_Using the information_.
**a)** In two sentences, summarize the report on the Iraq bombings.
**b)** From the report on the Iraq bombings, return the passage from "By Abdul Rahman" to "Thursday, officials said.", copied word for word.

===== Selected passage =====

Iraq bombs kill 22 including 3 U.S. soldiers

By Abdul Rahman Dhaher

BAGHDAD (Reuters) - Suicide bombers killed at least 22 people, including three U.S. soldiers, in the Iraqi capital and the northern city of Kirkuk on Thursday, officials said.

The soldiers died when a suicide bomber struck at a crowded market in Baghdad's southern district of Doura, making it one of the deadliest incidents in months for U.S. troops as they curtail activities ahead of a withdrawal deadline in 2012.

An eyewitness said U.S. soldiers and Sunni Arab militiamen, part of a U.S.-backed Iraqi government program to combat al Qaeda, were around the market's entrance when a man walked into the crowd and blew himself up.

"There was chaos," the witness said, asking to go unnamed. "Some people ran; others fell to the floor in fright." Twelve civilians were killed and 25 others wounded, police said. The soldiers' deaths were confirmed by the U.S. military.

A sheet covered a body lying on the street and empty bandage packets littered a shop floor streaked with blood. A nearby hospital was packed with blast victims, including an elderly woman and young men, some crying in agony.

===== Information supplied =====

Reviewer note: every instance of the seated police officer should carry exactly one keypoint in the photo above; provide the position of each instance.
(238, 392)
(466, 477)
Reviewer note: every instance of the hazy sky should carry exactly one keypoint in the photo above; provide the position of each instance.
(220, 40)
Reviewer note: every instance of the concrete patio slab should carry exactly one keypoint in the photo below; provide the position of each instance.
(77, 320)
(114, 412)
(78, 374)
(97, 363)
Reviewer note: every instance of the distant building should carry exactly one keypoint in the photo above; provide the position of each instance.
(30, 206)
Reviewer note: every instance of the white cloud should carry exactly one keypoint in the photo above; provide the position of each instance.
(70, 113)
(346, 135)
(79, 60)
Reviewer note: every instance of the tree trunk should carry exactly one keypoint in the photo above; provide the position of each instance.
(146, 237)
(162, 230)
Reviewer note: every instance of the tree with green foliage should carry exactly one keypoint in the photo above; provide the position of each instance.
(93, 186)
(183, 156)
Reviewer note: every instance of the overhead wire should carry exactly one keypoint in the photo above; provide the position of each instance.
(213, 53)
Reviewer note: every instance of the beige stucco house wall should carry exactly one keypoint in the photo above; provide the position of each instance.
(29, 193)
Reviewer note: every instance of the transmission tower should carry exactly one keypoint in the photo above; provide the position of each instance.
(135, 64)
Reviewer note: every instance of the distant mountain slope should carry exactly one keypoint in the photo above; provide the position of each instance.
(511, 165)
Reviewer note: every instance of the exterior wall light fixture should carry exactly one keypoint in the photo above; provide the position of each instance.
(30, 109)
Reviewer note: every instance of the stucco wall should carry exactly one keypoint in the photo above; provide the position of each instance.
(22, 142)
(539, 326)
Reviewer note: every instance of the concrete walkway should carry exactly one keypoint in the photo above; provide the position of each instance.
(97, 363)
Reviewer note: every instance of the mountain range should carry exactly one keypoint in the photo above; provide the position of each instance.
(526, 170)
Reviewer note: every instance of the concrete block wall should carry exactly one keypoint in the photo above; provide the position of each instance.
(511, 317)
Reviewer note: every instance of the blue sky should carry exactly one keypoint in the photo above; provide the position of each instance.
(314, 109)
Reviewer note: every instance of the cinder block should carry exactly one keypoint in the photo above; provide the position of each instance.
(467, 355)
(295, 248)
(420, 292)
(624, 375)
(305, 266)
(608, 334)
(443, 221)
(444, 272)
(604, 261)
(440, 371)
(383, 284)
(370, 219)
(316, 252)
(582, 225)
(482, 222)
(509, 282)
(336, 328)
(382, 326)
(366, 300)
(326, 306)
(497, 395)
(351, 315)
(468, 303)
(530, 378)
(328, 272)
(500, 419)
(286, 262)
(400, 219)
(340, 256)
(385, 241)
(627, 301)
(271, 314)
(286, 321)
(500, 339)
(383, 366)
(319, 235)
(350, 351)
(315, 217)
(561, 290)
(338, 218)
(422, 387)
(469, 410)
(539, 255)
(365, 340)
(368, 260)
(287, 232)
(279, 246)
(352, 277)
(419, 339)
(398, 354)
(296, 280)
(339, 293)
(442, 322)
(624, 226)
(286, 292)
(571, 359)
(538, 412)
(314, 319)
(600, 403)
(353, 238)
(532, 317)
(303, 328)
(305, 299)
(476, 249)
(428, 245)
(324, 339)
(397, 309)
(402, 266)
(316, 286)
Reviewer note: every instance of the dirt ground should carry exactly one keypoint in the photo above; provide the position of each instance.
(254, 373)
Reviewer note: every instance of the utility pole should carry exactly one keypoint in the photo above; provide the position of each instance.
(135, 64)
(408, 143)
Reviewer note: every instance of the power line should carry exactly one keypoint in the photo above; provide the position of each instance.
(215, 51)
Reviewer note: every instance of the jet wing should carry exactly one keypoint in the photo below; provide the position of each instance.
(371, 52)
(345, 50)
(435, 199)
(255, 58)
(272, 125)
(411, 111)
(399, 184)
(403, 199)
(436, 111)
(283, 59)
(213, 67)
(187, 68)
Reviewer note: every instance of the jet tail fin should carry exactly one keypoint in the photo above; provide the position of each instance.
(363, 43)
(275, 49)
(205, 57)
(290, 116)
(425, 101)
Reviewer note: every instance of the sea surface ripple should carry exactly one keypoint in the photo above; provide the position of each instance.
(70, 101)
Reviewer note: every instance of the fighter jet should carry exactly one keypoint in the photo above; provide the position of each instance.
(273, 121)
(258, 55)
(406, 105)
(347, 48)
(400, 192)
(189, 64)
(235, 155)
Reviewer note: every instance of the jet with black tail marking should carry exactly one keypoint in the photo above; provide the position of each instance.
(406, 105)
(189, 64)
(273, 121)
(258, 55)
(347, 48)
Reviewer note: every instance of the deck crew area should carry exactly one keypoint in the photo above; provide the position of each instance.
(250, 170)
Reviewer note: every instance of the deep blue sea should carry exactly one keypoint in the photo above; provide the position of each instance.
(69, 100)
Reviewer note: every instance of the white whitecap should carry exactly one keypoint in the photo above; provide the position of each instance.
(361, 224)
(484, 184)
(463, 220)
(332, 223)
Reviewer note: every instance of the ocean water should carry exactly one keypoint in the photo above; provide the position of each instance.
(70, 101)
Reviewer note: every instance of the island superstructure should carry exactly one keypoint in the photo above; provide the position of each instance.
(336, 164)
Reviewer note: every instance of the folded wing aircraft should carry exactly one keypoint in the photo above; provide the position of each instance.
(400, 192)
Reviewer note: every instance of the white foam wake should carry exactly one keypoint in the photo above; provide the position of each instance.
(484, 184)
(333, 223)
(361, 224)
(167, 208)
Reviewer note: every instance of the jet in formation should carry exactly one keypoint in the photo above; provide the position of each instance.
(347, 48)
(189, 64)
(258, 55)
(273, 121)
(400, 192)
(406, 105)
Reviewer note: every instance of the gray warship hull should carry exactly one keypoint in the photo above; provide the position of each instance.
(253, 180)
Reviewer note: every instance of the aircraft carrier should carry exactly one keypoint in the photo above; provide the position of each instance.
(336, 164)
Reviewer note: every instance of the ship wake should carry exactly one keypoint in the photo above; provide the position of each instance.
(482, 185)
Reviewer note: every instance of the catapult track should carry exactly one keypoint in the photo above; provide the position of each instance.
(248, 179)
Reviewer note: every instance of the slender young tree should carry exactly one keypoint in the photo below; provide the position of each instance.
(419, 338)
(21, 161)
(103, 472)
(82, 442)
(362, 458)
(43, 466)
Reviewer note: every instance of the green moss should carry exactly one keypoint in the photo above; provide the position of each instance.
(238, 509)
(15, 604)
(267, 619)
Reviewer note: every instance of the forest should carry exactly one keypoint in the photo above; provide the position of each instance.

=====

_Problem solutions_.
**a)** Suicide bombers killed at least 22 people, including three U.S. soldiers, in Baghdad and Kirkuk on Thursday. The soldiers died when a man walked into a crowd at a market in Baghdad's Doura district and blew himself up, and police said 12 civilians were killed and 25 wounded there.

**b)**
By Abdul Rahman Dhaher

BAGHDAD (Reuters) - Suicide bombers killed at least 22 people, including three U.S. soldiers, in the Iraqi capital and the northern city of Kirkuk on Thursday, officials said.